▶ [Task to complete] In the copy, include every entry exactly but none of the pictures.

▶ [Exercise material]
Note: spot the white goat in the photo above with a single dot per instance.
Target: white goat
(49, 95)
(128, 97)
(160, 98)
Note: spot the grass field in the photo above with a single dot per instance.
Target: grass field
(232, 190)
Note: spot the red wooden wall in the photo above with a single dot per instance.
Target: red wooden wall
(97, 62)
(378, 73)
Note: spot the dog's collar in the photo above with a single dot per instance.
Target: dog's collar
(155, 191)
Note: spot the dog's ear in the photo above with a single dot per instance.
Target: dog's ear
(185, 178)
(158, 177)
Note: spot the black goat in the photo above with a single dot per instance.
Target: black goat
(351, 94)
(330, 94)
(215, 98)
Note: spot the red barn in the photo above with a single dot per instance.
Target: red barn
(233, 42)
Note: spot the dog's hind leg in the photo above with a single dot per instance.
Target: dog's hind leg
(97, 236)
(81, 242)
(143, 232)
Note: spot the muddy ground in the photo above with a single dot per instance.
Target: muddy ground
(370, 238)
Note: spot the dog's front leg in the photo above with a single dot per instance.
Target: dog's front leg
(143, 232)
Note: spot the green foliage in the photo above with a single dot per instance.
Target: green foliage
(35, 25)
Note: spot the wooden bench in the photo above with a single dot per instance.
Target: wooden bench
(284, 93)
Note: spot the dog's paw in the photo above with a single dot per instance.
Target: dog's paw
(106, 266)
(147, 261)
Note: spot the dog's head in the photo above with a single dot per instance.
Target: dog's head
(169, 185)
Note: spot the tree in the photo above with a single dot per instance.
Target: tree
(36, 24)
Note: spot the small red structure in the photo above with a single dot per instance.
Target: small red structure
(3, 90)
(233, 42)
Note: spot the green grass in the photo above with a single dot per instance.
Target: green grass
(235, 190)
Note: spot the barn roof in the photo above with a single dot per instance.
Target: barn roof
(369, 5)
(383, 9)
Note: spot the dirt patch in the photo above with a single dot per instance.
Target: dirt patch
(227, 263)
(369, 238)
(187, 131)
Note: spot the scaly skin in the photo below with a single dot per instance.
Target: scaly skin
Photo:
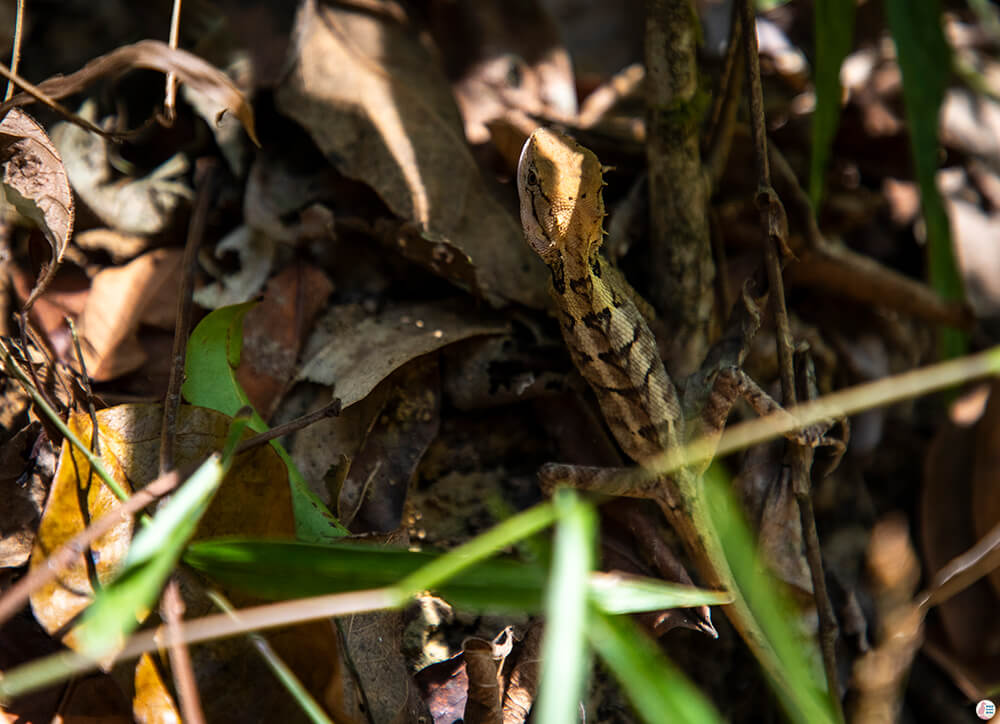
(562, 211)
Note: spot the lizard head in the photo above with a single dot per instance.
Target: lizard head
(559, 182)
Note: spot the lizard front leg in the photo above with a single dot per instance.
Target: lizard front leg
(562, 212)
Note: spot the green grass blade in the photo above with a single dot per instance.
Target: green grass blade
(289, 569)
(833, 31)
(213, 354)
(925, 61)
(657, 690)
(805, 699)
(615, 594)
(565, 658)
(118, 608)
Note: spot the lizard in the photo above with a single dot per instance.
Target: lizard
(603, 323)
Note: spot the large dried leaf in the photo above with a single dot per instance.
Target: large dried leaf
(372, 496)
(986, 479)
(210, 82)
(254, 498)
(355, 352)
(35, 183)
(374, 102)
(274, 330)
(256, 254)
(947, 531)
(136, 206)
(118, 301)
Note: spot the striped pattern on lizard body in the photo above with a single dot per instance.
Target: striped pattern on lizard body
(559, 182)
(562, 211)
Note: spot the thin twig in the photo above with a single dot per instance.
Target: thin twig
(95, 438)
(15, 53)
(172, 608)
(330, 410)
(95, 462)
(67, 554)
(196, 231)
(722, 126)
(170, 92)
(775, 228)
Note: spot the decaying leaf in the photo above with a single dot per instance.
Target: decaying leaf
(120, 246)
(947, 530)
(35, 183)
(354, 351)
(119, 300)
(986, 478)
(211, 83)
(22, 497)
(372, 496)
(515, 62)
(256, 253)
(253, 498)
(374, 641)
(135, 206)
(273, 332)
(370, 97)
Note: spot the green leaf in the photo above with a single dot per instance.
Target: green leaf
(805, 699)
(925, 61)
(657, 690)
(118, 608)
(615, 594)
(834, 31)
(565, 659)
(213, 355)
(289, 569)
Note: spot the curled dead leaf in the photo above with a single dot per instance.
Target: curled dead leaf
(254, 498)
(209, 81)
(355, 352)
(35, 183)
(381, 111)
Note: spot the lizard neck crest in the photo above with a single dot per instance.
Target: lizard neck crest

▶ [Solved exercise]
Note: spot the white goat in the photo above with a single dot per instance.
Target: white goat
(49, 95)
(128, 97)
(160, 98)
Note: spot the grass field in the photo above with a single dot per instance.
Target: grass field
(232, 190)
Note: spot the red wooden wall in the photo above with a single dot per instance.
Target: red wooden wall
(97, 62)
(378, 73)
Note: spot the dog's collar in the photo above with a single dot per instance.
Target: dog's collar
(155, 191)
Note: spot the dog's ear in the photo above with a single dot per instance.
Target: dog's ear
(185, 178)
(158, 177)
Note: spot the black goat in the photo above with a single dot per instance.
Target: black goat
(351, 94)
(330, 94)
(215, 98)
Note: spot the red barn in the photo above with a single dot per instance.
Target: red barn
(233, 42)
Note: spot the dog's hind leg in the photo above with a single dot per instance.
Target: dog's hind leg
(97, 236)
(81, 242)
(143, 232)
Note: spot the muddy ground in the photo above with a single dot per instance.
Target: muddy ground
(370, 238)
Note: spot the dog's front leg in the photo above with a single dot per instance.
Target: dog's front leg
(143, 232)
Note: spot the green foliage in the photo above with a single dot per instance.
Target: green foliage
(35, 25)
Note: spot the wooden bench in the photo above with a single dot per instance.
Target: wooden bench
(284, 93)
Note: spot the dog's paw in the photo above with a single dot per instance.
Target: dog's paw
(106, 266)
(147, 261)
Note: spot the dog's head in the photo above with a single dot per instance.
Target: dog's head
(169, 185)
Note: spot the tree in the photo above with a single dot per instance.
Target: tree
(36, 24)
Note: spot the small red structure in the photo above with a single dot per instance.
Target: small red structure
(3, 90)
(233, 42)
Note: spot the green grass in the photo above with a single dot per instance.
Target: green grass
(235, 190)
Note: spot the barn roof in the photo above with a single dot per instance.
Target: barn roof
(369, 5)
(383, 9)
Note: spot the dirt patch in the photo above with a single dot per instance.
Target: dirt patch
(227, 263)
(369, 238)
(187, 131)
Note: spot the scaly skin in the photo below with a single dot per instance.
Target: scaly skin
Photo:
(562, 211)
Note: spot the lizard head in the photo above with a single dot per instance.
Target: lizard head
(559, 182)
Note: spot the lizard front leg in the photo above with a single dot per instance.
Target: lizard front leg
(562, 212)
Note: spot the green grass blade in the photo above with a single dot per instance.
Target: green grass blade
(289, 569)
(833, 31)
(213, 354)
(925, 61)
(657, 690)
(805, 699)
(615, 594)
(565, 658)
(118, 608)
Note: spot the lizard in the photo above with a single dot per instance.
Target: lizard
(603, 323)
Note: spot the large dried leaf in the photo above with a single dot per instance.
Target: large dried leaf
(372, 496)
(986, 479)
(210, 82)
(254, 498)
(355, 352)
(35, 183)
(374, 102)
(274, 330)
(256, 254)
(947, 531)
(136, 206)
(118, 301)
Note: spot the striped pattern on lizard body in the photo above with a single dot per instance.
Target: striped pattern on lizard body
(559, 182)
(562, 211)
Note: spot the thin twig in the photo above with a single dot per instance.
Target: thin twig
(95, 438)
(15, 53)
(172, 608)
(330, 410)
(95, 462)
(67, 554)
(196, 231)
(722, 126)
(170, 92)
(775, 228)
Note: spot the decaying leaf in the photo above with a single dot per instance.
Target: decaying leaf
(120, 246)
(947, 530)
(35, 183)
(354, 351)
(119, 300)
(986, 478)
(211, 83)
(22, 497)
(372, 496)
(515, 62)
(256, 253)
(253, 498)
(374, 641)
(135, 206)
(273, 332)
(370, 97)
Note: spot the green leaf in the photo above with a single dot per instance.
Target: green leaf
(805, 699)
(925, 61)
(657, 690)
(118, 608)
(615, 594)
(834, 31)
(565, 659)
(213, 355)
(289, 569)
Note: spot the curled dead leaf in the photo above with a single dot per instance.
Target: curled dead leaf
(254, 498)
(209, 81)
(355, 352)
(35, 183)
(381, 111)
Note: spot the lizard neck crest in the photo above with a single dot per instance.
Target: lizard neck crest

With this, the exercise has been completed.